**Job**
Retype word for word everything in the records from the line containing "of the distant" down to the end of the records.

━━━ Given data ━━━

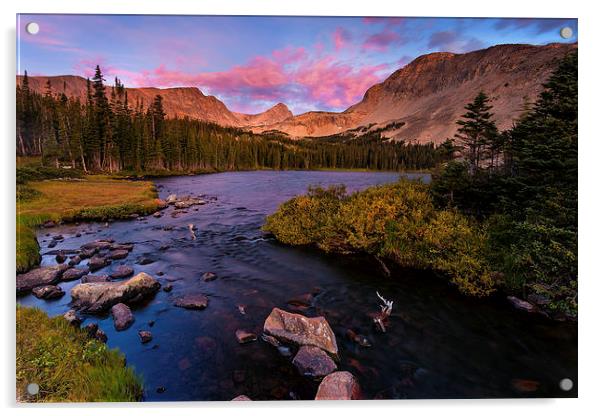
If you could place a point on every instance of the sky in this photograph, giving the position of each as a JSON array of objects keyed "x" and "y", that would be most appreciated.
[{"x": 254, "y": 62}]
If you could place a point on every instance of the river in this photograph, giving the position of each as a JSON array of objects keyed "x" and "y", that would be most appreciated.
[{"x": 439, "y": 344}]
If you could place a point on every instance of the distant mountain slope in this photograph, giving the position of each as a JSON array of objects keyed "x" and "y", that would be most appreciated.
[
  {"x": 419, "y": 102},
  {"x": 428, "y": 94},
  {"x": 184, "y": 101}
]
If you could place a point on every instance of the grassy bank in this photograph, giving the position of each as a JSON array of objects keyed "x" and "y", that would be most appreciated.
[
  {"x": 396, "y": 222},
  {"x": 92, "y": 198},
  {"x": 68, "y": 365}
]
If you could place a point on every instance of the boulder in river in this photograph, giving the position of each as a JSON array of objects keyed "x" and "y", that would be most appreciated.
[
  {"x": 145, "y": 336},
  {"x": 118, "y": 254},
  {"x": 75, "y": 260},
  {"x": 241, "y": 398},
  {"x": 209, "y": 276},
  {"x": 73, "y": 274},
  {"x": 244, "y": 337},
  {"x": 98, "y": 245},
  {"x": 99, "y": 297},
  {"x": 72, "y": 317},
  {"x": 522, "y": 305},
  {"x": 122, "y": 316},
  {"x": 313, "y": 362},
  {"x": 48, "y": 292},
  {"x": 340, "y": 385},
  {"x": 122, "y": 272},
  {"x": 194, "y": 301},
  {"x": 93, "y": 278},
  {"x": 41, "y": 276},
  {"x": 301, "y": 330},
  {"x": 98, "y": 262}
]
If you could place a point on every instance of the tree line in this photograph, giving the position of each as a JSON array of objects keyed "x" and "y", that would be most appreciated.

━━━

**Answer to the task**
If you could place a point on every instance of the distant mountain slope in this photograph, giving the position of each as a JSON array of objects keyed "x" and "y", that would be most appreciated.
[
  {"x": 419, "y": 102},
  {"x": 428, "y": 94},
  {"x": 184, "y": 101}
]
If you could place a point on every instance of the grassy bank in this photograph, giving the position of each as a JSON array of objects keyed "x" and "y", that would be most appreciated.
[
  {"x": 396, "y": 222},
  {"x": 92, "y": 198},
  {"x": 68, "y": 365}
]
If you could place a point on every instance of the boulder in river in this photograph, giving the position of each as a JSON array of objects keyed "x" and "y", that would be most appreciated.
[
  {"x": 145, "y": 336},
  {"x": 118, "y": 254},
  {"x": 75, "y": 260},
  {"x": 241, "y": 398},
  {"x": 209, "y": 276},
  {"x": 73, "y": 274},
  {"x": 244, "y": 337},
  {"x": 98, "y": 245},
  {"x": 99, "y": 297},
  {"x": 72, "y": 317},
  {"x": 522, "y": 305},
  {"x": 122, "y": 316},
  {"x": 313, "y": 362},
  {"x": 48, "y": 292},
  {"x": 340, "y": 385},
  {"x": 122, "y": 272},
  {"x": 194, "y": 301},
  {"x": 93, "y": 278},
  {"x": 41, "y": 276},
  {"x": 301, "y": 330},
  {"x": 98, "y": 262}
]
If you could place a point on every instance of the tree line in this photograph, giving the position of each as a JSON array of objects keyed "x" and "y", that would be most appreciated.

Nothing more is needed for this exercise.